#### Reading text

Fellow heavy competitor James Dawkins, 27, has been throwing weights around Highland games arenas since he was 17-years-old.
Mr Dawkins, from Aboyne, said: “There’s nothing anybody can do about it, but one good thing is that it’s giving us more time for training.
“We obviously can’t get into the gyms, but there’s a lot of other stuff we’ve been able to do for practise.
“All we can do is keep it up, and get ready for next year.”
Loss of Highland games season could cost Scottish economy £25 million
The Highland games season is estimated to generate around £25million for the Scottish economy each year, but with so many cancelled for 2020, local communities are steeling themselves for a far quieter summer.
Already, 52 of the Scottish Highland Games Association’s 60 have been called off – which secretary Ian Grieve described as a “total disaster” for tourism.
However, he said he hoped that by cancelling games far in advance, games committees might be able to avoid the worst of the financial repercussions.

########
#### Data listing

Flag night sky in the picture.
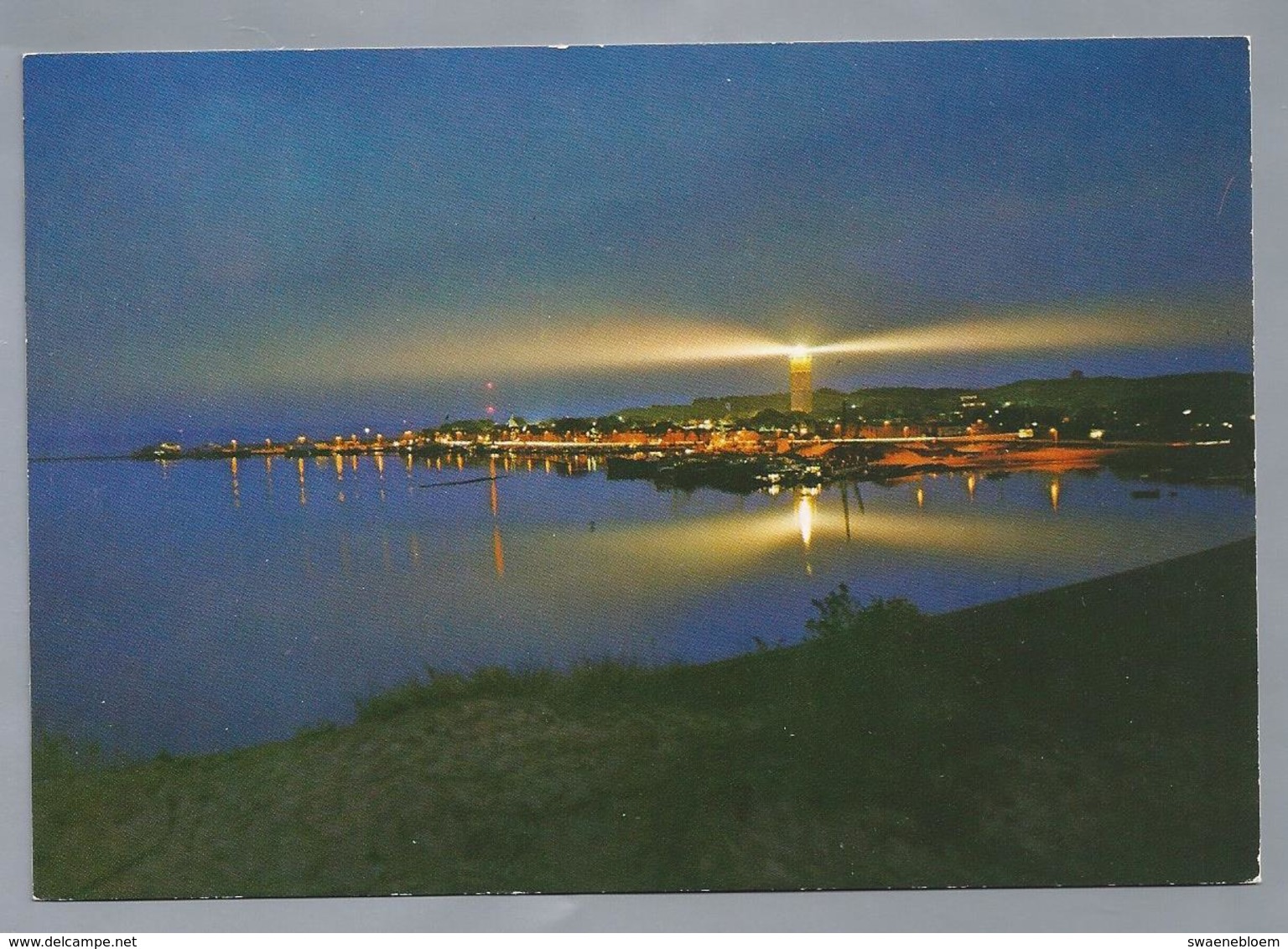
[24,39,1252,454]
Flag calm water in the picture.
[31,457,1254,754]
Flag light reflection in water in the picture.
[492,524,505,577]
[796,492,815,548]
[43,457,1252,750]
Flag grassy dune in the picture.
[34,541,1259,899]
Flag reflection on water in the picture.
[31,454,1254,752]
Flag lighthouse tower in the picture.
[788,346,814,412]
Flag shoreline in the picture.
[34,538,1257,899]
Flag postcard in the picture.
[23,38,1259,900]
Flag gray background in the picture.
[0,0,1288,934]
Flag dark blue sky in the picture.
[24,39,1252,454]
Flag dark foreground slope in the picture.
[34,541,1259,898]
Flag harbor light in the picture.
[788,345,814,412]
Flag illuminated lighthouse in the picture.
[790,346,814,412]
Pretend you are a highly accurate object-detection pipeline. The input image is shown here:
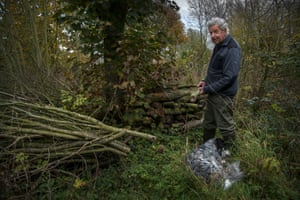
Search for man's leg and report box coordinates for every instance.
[203,95,216,143]
[216,96,235,148]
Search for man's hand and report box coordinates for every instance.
[197,81,205,94]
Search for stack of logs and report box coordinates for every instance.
[124,85,206,133]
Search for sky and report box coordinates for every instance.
[175,0,197,29]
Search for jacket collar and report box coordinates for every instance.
[216,34,232,48]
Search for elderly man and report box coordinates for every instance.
[197,17,242,148]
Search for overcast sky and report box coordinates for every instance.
[175,0,197,29]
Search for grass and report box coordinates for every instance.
[2,111,299,200]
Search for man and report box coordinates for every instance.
[197,17,242,148]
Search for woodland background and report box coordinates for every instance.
[0,0,300,199]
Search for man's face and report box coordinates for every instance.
[209,25,226,44]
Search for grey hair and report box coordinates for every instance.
[207,17,229,34]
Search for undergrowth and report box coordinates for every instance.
[1,110,299,200]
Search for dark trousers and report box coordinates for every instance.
[203,94,235,146]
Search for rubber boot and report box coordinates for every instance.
[203,128,216,143]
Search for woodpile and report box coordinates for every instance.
[124,86,206,133]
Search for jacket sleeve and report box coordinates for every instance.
[204,48,241,94]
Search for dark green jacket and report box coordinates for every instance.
[204,35,242,98]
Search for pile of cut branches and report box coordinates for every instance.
[0,97,155,191]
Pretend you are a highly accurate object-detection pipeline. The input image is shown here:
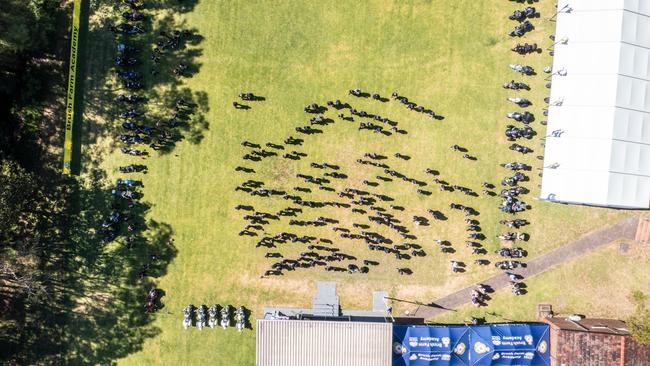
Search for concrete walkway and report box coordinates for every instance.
[411,217,639,319]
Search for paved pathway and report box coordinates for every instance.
[411,217,638,319]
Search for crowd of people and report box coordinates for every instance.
[228,7,539,306]
[99,0,202,312]
[464,1,541,306]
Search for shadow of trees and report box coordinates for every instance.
[78,0,209,162]
[0,0,204,365]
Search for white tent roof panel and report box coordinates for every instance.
[544,137,612,171]
[558,0,650,16]
[555,10,623,43]
[540,0,650,208]
[616,43,650,80]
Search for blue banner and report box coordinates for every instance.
[470,324,551,366]
[393,326,470,366]
[393,324,550,366]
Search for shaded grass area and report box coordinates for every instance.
[432,241,650,323]
[68,0,629,365]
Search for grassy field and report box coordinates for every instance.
[71,0,629,365]
[435,242,650,323]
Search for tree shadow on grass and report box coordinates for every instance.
[60,167,177,365]
[77,0,209,166]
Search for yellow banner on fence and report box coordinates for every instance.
[63,0,82,175]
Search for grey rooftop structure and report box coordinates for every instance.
[255,319,393,366]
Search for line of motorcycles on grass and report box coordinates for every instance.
[183,304,246,332]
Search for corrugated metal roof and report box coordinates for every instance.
[256,319,393,366]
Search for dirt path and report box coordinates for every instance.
[412,217,638,319]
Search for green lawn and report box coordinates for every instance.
[434,242,650,323]
[72,0,629,365]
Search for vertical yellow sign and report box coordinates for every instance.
[63,0,82,175]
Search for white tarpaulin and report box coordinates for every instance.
[540,0,650,208]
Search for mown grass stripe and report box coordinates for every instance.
[63,0,82,175]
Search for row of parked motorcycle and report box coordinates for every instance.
[183,304,246,332]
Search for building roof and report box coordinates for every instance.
[256,319,393,366]
[540,0,650,208]
[547,316,630,335]
[546,316,650,366]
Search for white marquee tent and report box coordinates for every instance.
[540,0,650,208]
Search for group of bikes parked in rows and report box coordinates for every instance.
[183,304,246,332]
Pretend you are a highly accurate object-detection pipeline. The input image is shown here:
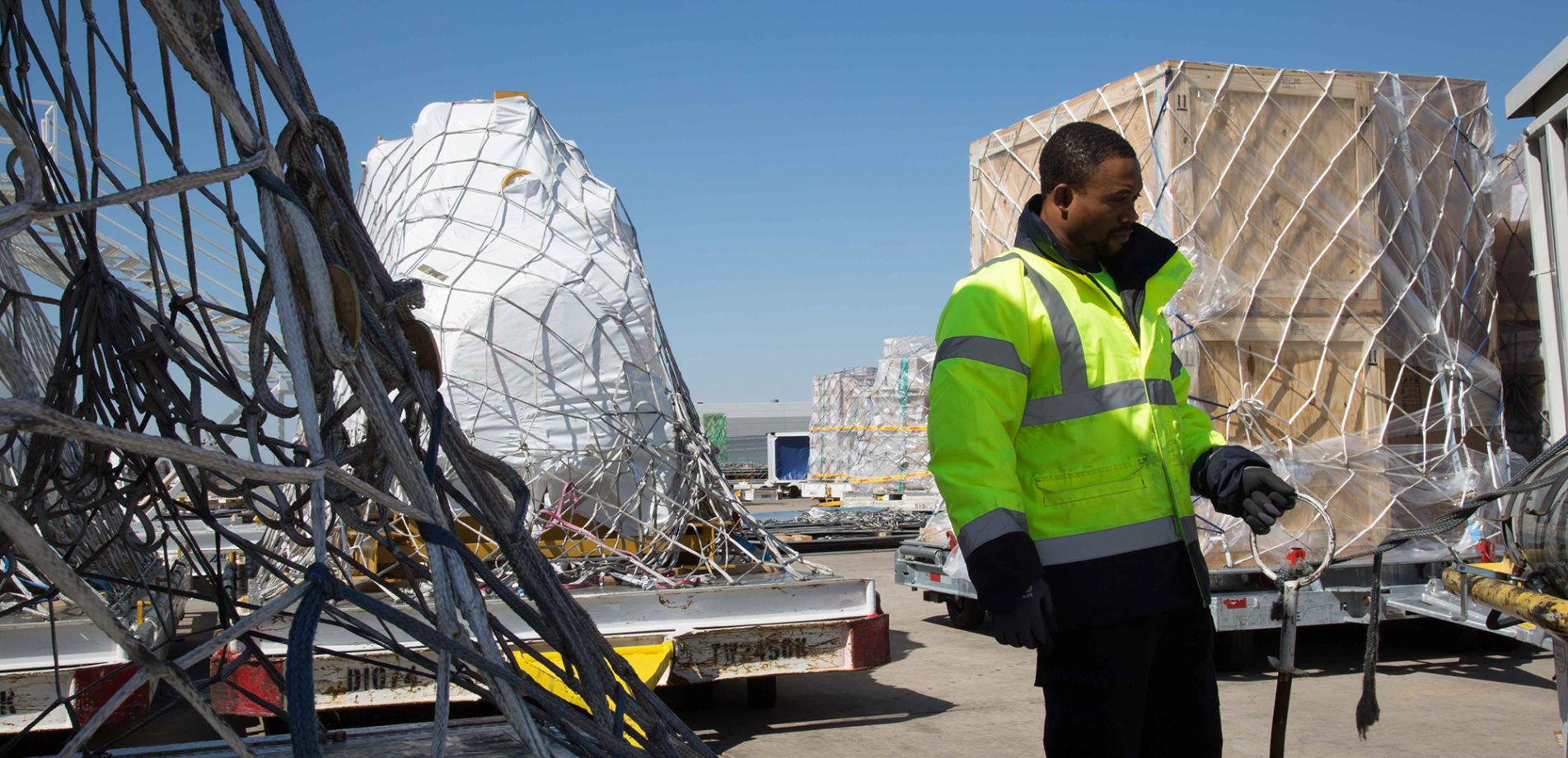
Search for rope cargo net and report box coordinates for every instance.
[0,0,765,755]
[971,61,1510,567]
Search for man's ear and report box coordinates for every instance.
[1049,184,1073,213]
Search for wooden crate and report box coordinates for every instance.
[971,61,1495,568]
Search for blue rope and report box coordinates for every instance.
[425,392,447,484]
[283,564,337,758]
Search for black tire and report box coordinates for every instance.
[747,676,779,709]
[1214,629,1257,671]
[947,595,985,629]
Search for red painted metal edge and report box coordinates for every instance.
[71,664,151,722]
[207,648,283,716]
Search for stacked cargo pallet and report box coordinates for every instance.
[971,61,1505,567]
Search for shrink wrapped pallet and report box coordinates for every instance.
[971,61,1507,567]
[809,366,877,482]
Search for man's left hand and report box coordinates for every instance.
[1242,466,1295,534]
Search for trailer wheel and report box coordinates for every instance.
[946,595,985,629]
[1214,629,1257,671]
[747,676,779,709]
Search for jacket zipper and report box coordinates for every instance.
[1074,267,1209,604]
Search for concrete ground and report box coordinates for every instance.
[672,551,1561,758]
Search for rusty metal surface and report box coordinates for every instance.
[212,612,889,716]
[670,614,887,683]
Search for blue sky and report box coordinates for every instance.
[283,0,1568,402]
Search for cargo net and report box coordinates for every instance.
[0,0,718,756]
[971,63,1509,567]
[358,92,817,588]
[809,338,936,493]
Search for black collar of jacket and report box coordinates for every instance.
[1013,194,1176,288]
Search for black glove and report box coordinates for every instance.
[1240,466,1295,534]
[991,579,1057,653]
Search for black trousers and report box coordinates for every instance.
[1035,602,1223,758]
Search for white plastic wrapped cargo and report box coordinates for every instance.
[359,97,699,550]
[850,336,936,493]
[969,61,1509,567]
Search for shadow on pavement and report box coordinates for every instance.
[1220,621,1556,689]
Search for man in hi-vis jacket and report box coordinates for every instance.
[929,123,1295,758]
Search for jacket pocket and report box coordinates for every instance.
[1035,455,1148,505]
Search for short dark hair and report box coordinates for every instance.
[1040,121,1139,191]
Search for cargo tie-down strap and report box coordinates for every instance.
[1333,437,1568,741]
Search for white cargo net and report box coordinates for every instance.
[971,63,1507,567]
[358,96,812,585]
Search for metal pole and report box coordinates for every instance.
[1269,577,1304,758]
[1252,493,1339,758]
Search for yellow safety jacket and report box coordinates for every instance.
[929,198,1224,621]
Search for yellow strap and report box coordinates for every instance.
[806,427,925,432]
[850,470,931,482]
[513,640,676,747]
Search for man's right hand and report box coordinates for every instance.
[991,579,1055,653]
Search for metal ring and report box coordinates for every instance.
[1247,493,1337,585]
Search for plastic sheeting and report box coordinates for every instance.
[971,61,1509,567]
[811,338,936,493]
[359,97,808,579]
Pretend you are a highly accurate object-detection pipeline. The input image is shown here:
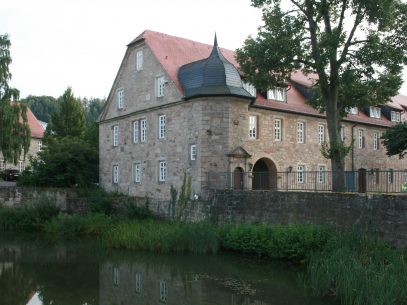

########

**Task A:** Set down, word for word, the part of the Highland games text that opens with the words containing "Mr Dawkins, from" and closes with "far quieter summer.".
**Task B:** According to the Highland games text, how many of the Scottish Highland Games Association's 60 games have already been called off?

**Written answer A:**
Mr Dawkins, from Aboyne, said: “There’s nothing anybody can do about it, but one good thing is that it’s giving us more time for training.
“We obviously can’t get into the gyms, but there’s a lot of other stuff we’ve been able to do for practise.
“All we can do is keep it up, and get ready for next year.”
Loss of Highland games season could cost Scottish economy £25 million
The Highland games season is estimated to generate around £25million for the Scottish economy each year, but with so many cancelled for 2020, local communities are steeling themselves for a far quieter summer.

**Written answer B:** 52 of the 60 games have been called off.